* [What you need to do]
Find every line in the items that contains the word "negative", matching case exactly, and copy each of those lines.

* [Data for analysis]
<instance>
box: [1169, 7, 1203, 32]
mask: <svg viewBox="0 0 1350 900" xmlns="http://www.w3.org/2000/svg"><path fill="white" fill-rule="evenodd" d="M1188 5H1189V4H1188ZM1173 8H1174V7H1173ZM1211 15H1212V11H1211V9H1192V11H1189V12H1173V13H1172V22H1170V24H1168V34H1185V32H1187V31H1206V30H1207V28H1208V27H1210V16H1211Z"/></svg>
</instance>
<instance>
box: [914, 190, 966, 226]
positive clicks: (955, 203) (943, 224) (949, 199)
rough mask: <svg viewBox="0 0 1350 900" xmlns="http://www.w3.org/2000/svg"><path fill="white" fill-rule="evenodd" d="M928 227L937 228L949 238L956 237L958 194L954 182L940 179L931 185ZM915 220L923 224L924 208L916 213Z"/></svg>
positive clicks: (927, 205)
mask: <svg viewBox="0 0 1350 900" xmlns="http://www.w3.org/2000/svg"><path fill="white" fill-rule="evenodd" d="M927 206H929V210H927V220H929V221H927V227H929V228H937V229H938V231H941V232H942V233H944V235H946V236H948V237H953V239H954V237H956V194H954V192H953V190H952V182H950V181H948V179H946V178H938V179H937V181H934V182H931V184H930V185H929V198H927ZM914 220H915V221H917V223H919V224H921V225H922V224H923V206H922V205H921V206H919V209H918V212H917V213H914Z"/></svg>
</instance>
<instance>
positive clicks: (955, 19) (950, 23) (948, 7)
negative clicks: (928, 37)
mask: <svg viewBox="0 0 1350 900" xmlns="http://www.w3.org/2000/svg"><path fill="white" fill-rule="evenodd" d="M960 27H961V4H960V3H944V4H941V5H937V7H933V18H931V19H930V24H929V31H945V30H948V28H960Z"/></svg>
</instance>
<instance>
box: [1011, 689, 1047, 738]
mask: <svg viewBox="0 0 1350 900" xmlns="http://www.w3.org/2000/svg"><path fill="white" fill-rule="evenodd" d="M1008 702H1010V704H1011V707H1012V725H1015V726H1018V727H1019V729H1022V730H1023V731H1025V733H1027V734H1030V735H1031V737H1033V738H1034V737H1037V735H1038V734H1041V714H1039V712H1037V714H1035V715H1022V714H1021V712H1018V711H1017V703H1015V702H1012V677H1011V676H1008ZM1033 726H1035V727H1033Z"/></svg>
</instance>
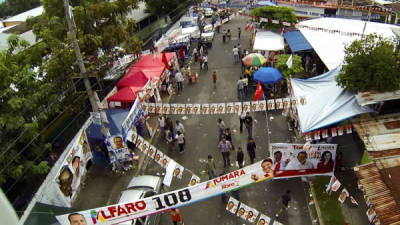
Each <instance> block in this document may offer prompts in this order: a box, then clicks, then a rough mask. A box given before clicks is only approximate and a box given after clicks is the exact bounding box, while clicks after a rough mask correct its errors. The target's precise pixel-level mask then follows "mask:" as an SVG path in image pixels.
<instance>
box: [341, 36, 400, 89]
mask: <svg viewBox="0 0 400 225" xmlns="http://www.w3.org/2000/svg"><path fill="white" fill-rule="evenodd" d="M394 47H395V43H394V42H393V41H391V40H388V39H384V38H382V37H379V36H376V35H369V36H366V37H365V38H362V39H360V40H356V41H354V42H353V43H351V44H350V45H349V46H347V47H346V48H345V59H344V65H343V67H342V70H341V72H340V73H339V75H338V76H337V78H336V79H337V82H338V83H339V85H340V86H342V87H343V88H345V89H346V90H349V91H355V92H365V91H378V92H386V91H395V90H399V89H400V54H399V53H398V52H397V53H396V52H395V51H394Z"/></svg>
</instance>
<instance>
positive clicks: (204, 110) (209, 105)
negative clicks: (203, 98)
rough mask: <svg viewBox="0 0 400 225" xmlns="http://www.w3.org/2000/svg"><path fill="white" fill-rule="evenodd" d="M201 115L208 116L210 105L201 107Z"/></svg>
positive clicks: (209, 110)
mask: <svg viewBox="0 0 400 225" xmlns="http://www.w3.org/2000/svg"><path fill="white" fill-rule="evenodd" d="M201 113H202V114H210V105H209V104H202V105H201Z"/></svg>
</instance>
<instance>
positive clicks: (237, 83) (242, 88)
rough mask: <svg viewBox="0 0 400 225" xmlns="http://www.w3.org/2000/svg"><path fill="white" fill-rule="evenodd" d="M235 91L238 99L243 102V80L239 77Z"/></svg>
mask: <svg viewBox="0 0 400 225" xmlns="http://www.w3.org/2000/svg"><path fill="white" fill-rule="evenodd" d="M237 89H238V99H239V100H240V101H243V98H244V81H243V78H242V77H240V78H239V80H238V81H237Z"/></svg>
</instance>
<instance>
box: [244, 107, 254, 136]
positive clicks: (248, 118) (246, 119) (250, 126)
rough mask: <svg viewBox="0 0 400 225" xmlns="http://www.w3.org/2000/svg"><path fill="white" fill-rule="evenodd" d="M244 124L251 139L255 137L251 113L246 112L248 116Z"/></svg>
mask: <svg viewBox="0 0 400 225" xmlns="http://www.w3.org/2000/svg"><path fill="white" fill-rule="evenodd" d="M244 124H245V125H246V128H247V134H248V137H249V138H252V137H253V117H251V116H250V113H249V112H246V116H245V117H244Z"/></svg>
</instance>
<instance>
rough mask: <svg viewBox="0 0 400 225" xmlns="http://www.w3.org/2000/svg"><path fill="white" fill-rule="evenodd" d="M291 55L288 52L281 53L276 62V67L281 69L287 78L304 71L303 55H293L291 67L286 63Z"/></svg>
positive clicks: (292, 57) (285, 77)
mask: <svg viewBox="0 0 400 225" xmlns="http://www.w3.org/2000/svg"><path fill="white" fill-rule="evenodd" d="M289 57H290V55H288V54H281V55H279V58H278V60H277V62H276V64H275V67H276V68H277V69H278V70H279V71H281V73H282V75H283V77H285V78H290V77H295V75H296V74H300V73H303V72H304V68H303V66H302V64H301V57H300V56H298V55H292V67H290V68H289V67H288V66H287V64H286V62H287V61H288V59H289Z"/></svg>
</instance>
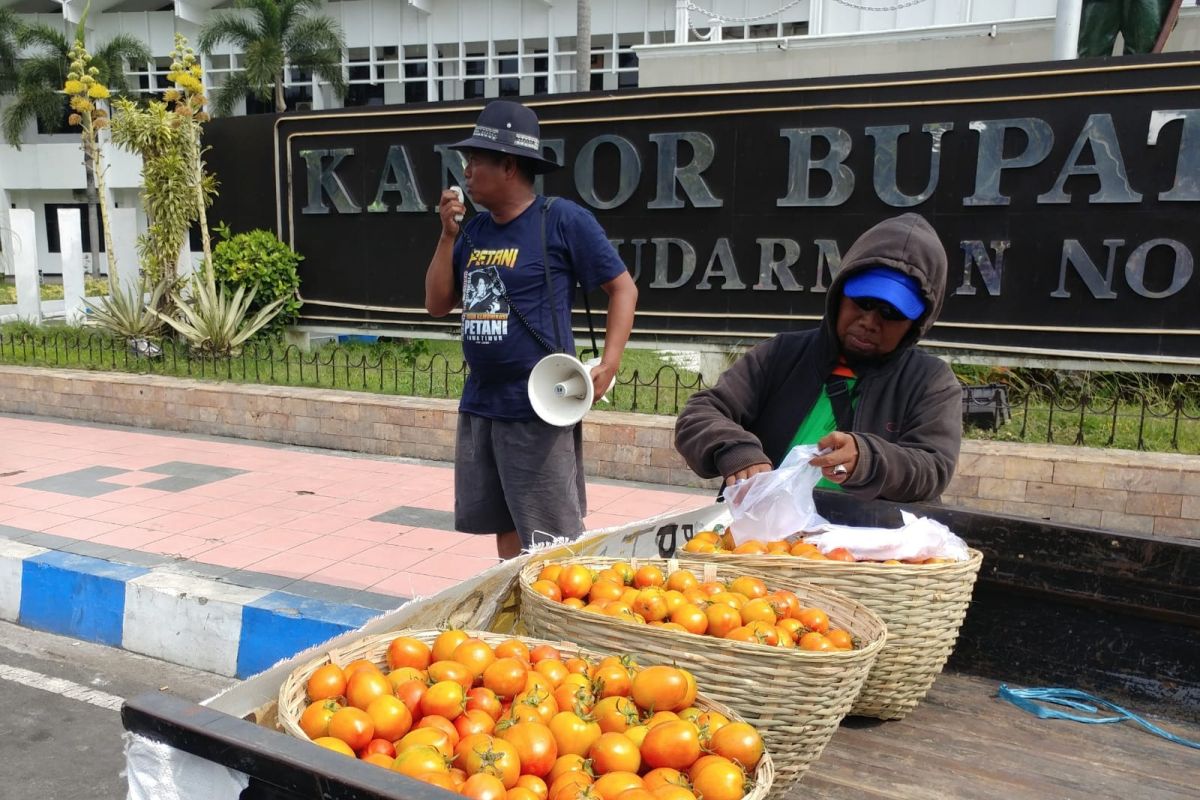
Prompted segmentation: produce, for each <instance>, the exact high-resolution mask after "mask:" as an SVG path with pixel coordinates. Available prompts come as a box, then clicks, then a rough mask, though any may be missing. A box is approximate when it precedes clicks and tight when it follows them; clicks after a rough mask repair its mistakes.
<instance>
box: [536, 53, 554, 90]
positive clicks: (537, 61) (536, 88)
mask: <svg viewBox="0 0 1200 800" xmlns="http://www.w3.org/2000/svg"><path fill="white" fill-rule="evenodd" d="M536 52H538V53H545V52H546V50H536ZM533 71H534V72H535V73H536V74H535V76H534V77H533V94H535V95H545V94H547V92H548V91H550V74H548V73H550V58H548V56H546V55H538V56H535V58H534V60H533Z"/></svg>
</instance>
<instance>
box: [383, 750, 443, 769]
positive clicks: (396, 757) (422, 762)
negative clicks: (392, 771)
mask: <svg viewBox="0 0 1200 800" xmlns="http://www.w3.org/2000/svg"><path fill="white" fill-rule="evenodd" d="M391 769H392V770H395V771H397V772H400V774H401V775H407V776H408V777H416V776H418V775H425V774H427V772H446V770H448V766H446V757H445V756H444V754H443V753H442V751H439V750H437V748H436V747H430V746H427V745H420V746H414V747H402V748H400V750H397V751H396V760H394V762H392V763H391Z"/></svg>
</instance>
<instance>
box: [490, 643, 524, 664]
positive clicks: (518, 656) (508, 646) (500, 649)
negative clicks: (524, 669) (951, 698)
mask: <svg viewBox="0 0 1200 800" xmlns="http://www.w3.org/2000/svg"><path fill="white" fill-rule="evenodd" d="M496 657H497V658H516V660H517V661H523V662H524V663H529V645H528V644H526V643H524V642H522V640H521V639H505V640H503V642H500V643H499V644H497V645H496Z"/></svg>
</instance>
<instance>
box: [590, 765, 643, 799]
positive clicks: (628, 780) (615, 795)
mask: <svg viewBox="0 0 1200 800" xmlns="http://www.w3.org/2000/svg"><path fill="white" fill-rule="evenodd" d="M629 789H642V790H644V789H646V783H644V782H643V781H642V778H641V777H638V776H637V774H636V772H608V774H606V775H601V776H600V777H598V778H596V782H595V783H593V784H592V790H593V792H595V793H596V794H599V795H600V799H601V800H616V799H617V798H618V796H620V795H622V794H623V793H624V792H628V790H629Z"/></svg>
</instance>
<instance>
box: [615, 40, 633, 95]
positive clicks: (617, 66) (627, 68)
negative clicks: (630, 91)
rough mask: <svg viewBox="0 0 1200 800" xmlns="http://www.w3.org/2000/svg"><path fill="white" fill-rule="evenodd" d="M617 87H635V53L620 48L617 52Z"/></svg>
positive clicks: (630, 51) (617, 88)
mask: <svg viewBox="0 0 1200 800" xmlns="http://www.w3.org/2000/svg"><path fill="white" fill-rule="evenodd" d="M617 70H618V72H617V89H637V53H634V52H632V50H630V49H626V48H622V50H620V53H618V54H617Z"/></svg>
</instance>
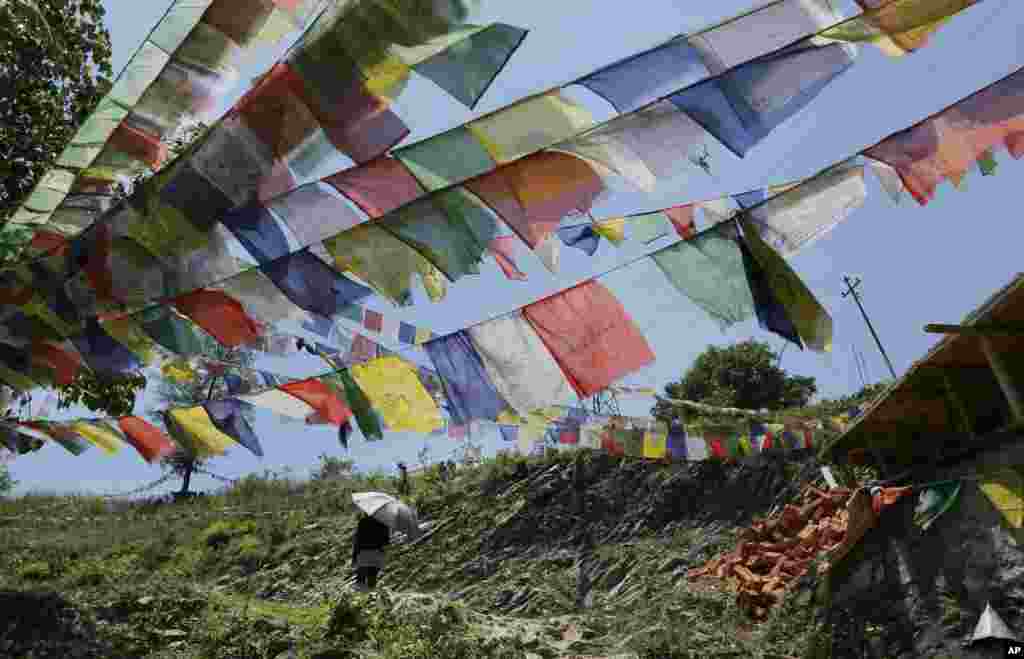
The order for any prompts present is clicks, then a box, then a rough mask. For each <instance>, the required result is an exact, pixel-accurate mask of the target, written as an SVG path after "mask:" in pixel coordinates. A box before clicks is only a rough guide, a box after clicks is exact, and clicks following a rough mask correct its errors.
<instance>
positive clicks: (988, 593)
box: [829, 446, 1024, 658]
mask: <svg viewBox="0 0 1024 659" xmlns="http://www.w3.org/2000/svg"><path fill="white" fill-rule="evenodd" d="M1021 452H1022V446H1016V447H1013V448H1010V449H1004V450H1001V451H998V452H989V453H987V454H985V455H983V456H981V457H980V458H978V459H976V460H974V462H973V463H971V464H962V465H959V466H957V468H956V470H945V471H944V472H940V473H938V474H936V475H934V477H930V478H928V479H927V480H942V479H944V478H949V477H951V476H959V475H961V474H959V473H957V472H963V470H964V469H965V468H968V469H969V470H970V468H972V467H973V468H975V469H976V468H977V467H978V466H980V465H982V464H998V463H999V460H1002V462H1001V464H1002V465H1024V456H1022V455H1021V454H1020V453H1021ZM916 501H918V497H916V495H912V496H904V497H903V499H901V500H900V501H899V502H898V503H897V504H896V506H893V507H892V508H889V509H886V510H885V511H884V513H883V515H882V518H881V519H880V523H879V525H878V526H877V527H876V528H873V529H871V530H870V531H868V533H867V534H866V535H865V536H864V538H863V540H862V541H861V543H860V544H859V545H858V546H857V547H856V548H855V550H854V551H853V552H851V554H850V557H849V559H848V560H847V561H846V562H844V564H843V565H841V566H838V567H837V569H836V570H834V572H833V574H830V576H829V594H830V595H829V598H830V611H829V613H830V615H831V618H833V621H834V622H836V623H838V626H837V628H836V631H837V634H836V647H835V648H834V655H833V656H836V657H843V656H853V655H852V654H851V653H852V652H853V647H854V646H856V645H858V643H859V642H860V633H859V626H862V623H864V622H866V623H869V624H873V625H878V626H879V627H881V628H884V630H885V631H884V632H882V633H880V634H877V635H880V636H881V639H882V640H881V641H876V642H874V645H876V646H877V650H876V653H874V654H873V656H879V657H904V656H905V657H949V658H958V657H987V656H1001V655H999V654H997V653H998V649H997V648H986V647H984V646H979V647H976V648H975V647H972V648H966V647H964V644H963V641H965V640H966V639H969V638H970V635H971V634H972V633H973V631H974V627H975V625H976V624H977V621H978V618H979V617H980V615H981V613H982V611H984V609H985V605H986V604H987V603H991V605H992V607H993V608H994V609H995V610H996V612H997V613H998V614H999V616H1000V617H1001V618H1002V619H1004V621H1005V622H1006V623H1007V624H1008V626H1009V627H1010V629H1011V630H1012V631H1014V632H1015V633H1016V634H1018V636H1019V638H1021V639H1024V533H1022V532H1021V530H1020V529H1017V530H1012V529H1009V528H1008V527H1007V525H1006V524H1005V522H1004V520H1002V516H1001V514H1000V513H999V512H998V511H996V510H995V509H994V508H993V507H992V504H991V503H990V502H989V500H988V498H987V497H986V496H985V495H984V493H983V492H982V491H981V490H980V488H979V487H978V483H977V482H976V481H972V480H968V481H965V482H964V484H963V486H962V489H961V493H959V497H958V500H957V502H956V504H955V506H954V507H953V508H952V509H951V510H949V511H947V512H946V513H945V514H944V515H943V516H942V517H941V518H939V520H937V521H936V522H935V523H934V524H933V525H932V526H931V527H930V528H929V530H928V531H922V530H921V529H920V528H919V527H916V526H915V525H914V524H913V509H914V507H915V506H916ZM868 635H870V634H868ZM996 645H998V644H996ZM993 652H995V653H996V654H994V655H993V654H992V653H993Z"/></svg>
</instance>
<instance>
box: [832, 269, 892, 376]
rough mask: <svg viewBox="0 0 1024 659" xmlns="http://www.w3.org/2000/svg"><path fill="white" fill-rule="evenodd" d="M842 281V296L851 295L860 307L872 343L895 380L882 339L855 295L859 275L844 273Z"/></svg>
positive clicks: (859, 279)
mask: <svg viewBox="0 0 1024 659" xmlns="http://www.w3.org/2000/svg"><path fill="white" fill-rule="evenodd" d="M843 281H845V282H846V285H847V290H846V291H844V292H843V297H844V298H845V297H847V296H853V301H854V302H856V303H857V308H858V309H860V315H862V316H864V322H865V323H867V328H868V330H869V331H870V333H871V336H872V337H873V338H874V343H876V344H877V345H878V346H879V352H881V353H882V356H883V357H884V358H885V360H886V365H887V366H889V372H890V374H892V377H893V380H896V369H895V368H893V362H892V361H890V360H889V355H888V354H886V349H885V348H883V347H882V340H881V339H879V333H877V332H876V331H874V326H873V325H871V321H870V319H869V318H868V317H867V312H866V311H864V305H862V304H861V303H860V296H859V295H857V287H859V285H860V277H853V278H851V277H850V275H848V274H844V275H843Z"/></svg>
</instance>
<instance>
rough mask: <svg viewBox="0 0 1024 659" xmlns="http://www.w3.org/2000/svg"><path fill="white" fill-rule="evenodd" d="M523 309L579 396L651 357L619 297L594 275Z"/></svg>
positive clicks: (600, 384)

* [Task result]
negative clicks: (928, 37)
negative clicks: (203, 98)
negative clicks: (392, 771)
negative clicks: (524, 669) (951, 698)
negative clicks: (630, 91)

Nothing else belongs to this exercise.